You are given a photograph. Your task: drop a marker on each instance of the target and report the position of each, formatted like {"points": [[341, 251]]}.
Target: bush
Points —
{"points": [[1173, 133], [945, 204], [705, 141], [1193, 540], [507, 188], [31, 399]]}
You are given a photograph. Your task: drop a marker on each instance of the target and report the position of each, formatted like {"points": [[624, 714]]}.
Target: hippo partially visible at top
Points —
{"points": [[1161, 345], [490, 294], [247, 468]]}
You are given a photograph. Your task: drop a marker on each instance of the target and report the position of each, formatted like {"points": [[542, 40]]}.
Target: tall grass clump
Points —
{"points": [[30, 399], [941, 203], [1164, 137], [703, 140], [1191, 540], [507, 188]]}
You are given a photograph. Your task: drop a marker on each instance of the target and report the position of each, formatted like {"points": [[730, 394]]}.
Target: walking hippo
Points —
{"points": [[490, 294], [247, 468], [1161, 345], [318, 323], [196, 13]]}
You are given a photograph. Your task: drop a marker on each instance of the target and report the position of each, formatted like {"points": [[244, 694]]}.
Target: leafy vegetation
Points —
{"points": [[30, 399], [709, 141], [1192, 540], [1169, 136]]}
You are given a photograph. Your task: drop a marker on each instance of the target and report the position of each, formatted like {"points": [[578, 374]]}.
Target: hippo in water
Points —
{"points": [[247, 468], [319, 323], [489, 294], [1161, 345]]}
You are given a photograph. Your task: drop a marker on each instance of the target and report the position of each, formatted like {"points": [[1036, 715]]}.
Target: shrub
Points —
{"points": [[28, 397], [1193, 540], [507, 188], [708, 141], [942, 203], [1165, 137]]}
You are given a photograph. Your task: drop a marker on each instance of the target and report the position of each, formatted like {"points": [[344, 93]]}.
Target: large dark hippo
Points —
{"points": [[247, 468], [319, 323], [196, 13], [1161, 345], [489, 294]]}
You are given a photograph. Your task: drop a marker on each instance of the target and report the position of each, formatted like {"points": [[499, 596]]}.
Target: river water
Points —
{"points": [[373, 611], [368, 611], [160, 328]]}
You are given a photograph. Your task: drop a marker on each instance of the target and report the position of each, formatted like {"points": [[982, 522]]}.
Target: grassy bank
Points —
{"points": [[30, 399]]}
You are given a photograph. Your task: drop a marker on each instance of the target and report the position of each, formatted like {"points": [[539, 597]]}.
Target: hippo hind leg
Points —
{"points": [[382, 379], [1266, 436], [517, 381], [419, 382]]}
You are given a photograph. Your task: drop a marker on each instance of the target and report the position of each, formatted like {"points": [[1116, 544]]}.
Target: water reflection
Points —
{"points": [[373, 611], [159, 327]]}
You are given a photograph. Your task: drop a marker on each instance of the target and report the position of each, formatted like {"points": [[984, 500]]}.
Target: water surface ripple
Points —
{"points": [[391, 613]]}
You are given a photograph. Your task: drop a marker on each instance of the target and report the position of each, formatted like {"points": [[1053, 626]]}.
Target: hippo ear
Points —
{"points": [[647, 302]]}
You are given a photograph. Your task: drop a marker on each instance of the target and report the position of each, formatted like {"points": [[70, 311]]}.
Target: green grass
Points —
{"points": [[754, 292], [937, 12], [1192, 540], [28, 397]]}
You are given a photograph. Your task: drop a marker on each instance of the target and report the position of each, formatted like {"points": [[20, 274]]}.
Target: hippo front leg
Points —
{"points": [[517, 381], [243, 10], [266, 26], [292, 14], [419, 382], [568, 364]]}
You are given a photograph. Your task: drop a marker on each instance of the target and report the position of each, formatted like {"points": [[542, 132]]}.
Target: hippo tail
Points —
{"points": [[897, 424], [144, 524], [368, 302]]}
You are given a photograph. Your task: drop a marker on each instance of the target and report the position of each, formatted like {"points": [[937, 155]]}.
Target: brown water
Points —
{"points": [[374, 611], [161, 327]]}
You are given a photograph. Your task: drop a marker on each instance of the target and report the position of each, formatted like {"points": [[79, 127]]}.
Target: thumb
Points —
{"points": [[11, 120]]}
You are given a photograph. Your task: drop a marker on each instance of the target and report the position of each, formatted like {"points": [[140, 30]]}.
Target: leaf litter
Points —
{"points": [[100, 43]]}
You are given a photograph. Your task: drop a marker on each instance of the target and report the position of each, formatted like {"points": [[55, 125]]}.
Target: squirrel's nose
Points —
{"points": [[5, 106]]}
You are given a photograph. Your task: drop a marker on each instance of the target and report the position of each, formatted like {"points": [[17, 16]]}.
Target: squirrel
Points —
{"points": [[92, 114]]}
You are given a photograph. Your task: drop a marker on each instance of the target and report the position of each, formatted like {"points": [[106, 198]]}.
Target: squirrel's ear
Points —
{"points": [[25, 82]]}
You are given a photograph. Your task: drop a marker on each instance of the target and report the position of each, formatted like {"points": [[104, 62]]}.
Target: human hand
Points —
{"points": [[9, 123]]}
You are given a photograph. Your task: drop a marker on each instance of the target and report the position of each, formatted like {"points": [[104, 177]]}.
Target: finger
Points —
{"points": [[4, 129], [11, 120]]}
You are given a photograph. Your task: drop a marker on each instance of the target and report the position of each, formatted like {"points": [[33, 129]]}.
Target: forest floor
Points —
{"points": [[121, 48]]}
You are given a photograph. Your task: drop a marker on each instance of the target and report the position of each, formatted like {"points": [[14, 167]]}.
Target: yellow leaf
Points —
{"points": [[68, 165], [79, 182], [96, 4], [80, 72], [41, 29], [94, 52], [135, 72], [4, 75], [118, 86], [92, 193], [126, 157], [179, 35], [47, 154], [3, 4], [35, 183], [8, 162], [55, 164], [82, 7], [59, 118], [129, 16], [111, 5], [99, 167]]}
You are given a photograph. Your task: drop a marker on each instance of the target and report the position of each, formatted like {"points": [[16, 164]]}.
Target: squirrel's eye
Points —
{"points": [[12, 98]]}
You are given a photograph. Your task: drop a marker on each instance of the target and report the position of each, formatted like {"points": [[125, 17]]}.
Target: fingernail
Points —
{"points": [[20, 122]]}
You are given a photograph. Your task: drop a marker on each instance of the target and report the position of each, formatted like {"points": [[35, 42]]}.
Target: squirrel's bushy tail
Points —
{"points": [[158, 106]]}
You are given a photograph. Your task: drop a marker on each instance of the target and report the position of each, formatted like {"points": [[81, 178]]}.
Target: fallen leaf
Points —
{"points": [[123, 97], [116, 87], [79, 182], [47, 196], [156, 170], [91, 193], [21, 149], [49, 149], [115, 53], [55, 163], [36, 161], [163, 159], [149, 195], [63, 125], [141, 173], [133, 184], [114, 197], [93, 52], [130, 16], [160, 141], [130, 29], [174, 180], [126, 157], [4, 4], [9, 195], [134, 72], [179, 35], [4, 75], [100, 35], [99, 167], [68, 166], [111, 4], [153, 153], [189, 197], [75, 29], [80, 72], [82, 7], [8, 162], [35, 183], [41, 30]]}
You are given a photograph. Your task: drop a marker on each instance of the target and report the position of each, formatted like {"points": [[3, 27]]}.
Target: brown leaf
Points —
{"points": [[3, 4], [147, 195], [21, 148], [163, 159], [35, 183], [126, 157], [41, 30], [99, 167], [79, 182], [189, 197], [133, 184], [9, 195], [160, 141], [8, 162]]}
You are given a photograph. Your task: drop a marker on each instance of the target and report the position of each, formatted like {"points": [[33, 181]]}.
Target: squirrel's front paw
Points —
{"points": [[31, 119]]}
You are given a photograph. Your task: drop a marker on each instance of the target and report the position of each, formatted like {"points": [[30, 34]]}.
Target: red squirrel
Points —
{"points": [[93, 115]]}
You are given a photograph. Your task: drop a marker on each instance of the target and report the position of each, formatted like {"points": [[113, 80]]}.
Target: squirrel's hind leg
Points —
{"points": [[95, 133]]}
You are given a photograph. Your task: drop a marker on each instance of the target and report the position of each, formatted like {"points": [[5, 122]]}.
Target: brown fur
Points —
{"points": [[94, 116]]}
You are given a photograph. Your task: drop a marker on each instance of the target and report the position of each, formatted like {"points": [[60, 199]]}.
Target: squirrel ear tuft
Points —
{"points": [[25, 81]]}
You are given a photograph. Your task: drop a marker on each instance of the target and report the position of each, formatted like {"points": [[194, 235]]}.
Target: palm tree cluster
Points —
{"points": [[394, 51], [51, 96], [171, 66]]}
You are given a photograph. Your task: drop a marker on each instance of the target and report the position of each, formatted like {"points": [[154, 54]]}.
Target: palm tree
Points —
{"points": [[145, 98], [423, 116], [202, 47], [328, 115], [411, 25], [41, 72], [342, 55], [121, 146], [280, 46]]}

* * *

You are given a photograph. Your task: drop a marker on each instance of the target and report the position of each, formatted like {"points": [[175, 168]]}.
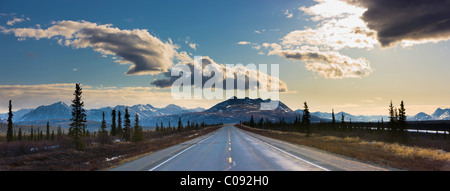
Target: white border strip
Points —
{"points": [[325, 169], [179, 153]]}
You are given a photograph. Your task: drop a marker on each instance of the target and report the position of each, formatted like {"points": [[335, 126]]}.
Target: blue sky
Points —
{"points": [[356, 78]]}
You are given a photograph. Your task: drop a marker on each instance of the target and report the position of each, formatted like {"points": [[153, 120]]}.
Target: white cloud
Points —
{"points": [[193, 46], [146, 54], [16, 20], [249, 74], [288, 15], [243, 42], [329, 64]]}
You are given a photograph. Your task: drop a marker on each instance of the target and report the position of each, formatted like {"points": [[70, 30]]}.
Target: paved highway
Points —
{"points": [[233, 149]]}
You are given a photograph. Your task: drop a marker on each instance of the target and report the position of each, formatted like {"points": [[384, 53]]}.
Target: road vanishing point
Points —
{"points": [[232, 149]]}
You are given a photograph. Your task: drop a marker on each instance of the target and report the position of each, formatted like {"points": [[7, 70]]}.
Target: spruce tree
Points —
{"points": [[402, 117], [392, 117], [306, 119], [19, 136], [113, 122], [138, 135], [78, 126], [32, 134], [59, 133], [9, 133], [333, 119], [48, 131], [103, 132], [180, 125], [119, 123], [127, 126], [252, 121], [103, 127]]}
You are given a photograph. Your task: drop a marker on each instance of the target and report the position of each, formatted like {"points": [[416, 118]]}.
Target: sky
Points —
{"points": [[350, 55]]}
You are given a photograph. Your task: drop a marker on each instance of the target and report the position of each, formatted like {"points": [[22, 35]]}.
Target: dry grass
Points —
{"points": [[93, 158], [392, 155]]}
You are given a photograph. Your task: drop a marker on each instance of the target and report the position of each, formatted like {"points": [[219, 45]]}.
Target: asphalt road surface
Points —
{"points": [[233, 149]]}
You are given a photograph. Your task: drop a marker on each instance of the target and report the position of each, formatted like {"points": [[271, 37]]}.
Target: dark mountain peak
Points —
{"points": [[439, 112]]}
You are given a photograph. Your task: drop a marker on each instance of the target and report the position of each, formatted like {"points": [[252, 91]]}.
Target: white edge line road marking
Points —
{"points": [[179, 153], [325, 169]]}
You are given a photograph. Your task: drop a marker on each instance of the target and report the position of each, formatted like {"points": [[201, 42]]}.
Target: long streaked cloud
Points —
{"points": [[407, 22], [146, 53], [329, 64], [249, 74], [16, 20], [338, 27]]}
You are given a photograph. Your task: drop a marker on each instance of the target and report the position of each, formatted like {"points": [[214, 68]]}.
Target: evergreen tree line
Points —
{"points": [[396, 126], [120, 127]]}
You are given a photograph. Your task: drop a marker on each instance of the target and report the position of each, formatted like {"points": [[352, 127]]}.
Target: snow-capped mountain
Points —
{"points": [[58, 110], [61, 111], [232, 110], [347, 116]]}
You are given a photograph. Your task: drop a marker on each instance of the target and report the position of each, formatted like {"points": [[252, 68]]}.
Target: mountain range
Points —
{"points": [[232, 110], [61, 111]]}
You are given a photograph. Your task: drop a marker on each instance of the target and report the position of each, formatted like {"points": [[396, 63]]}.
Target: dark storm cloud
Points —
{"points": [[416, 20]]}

THE REQUEST: How many lines in the entries above contain the word "water"? Reply with the number alone.

ANSWER TO THE TASK: 5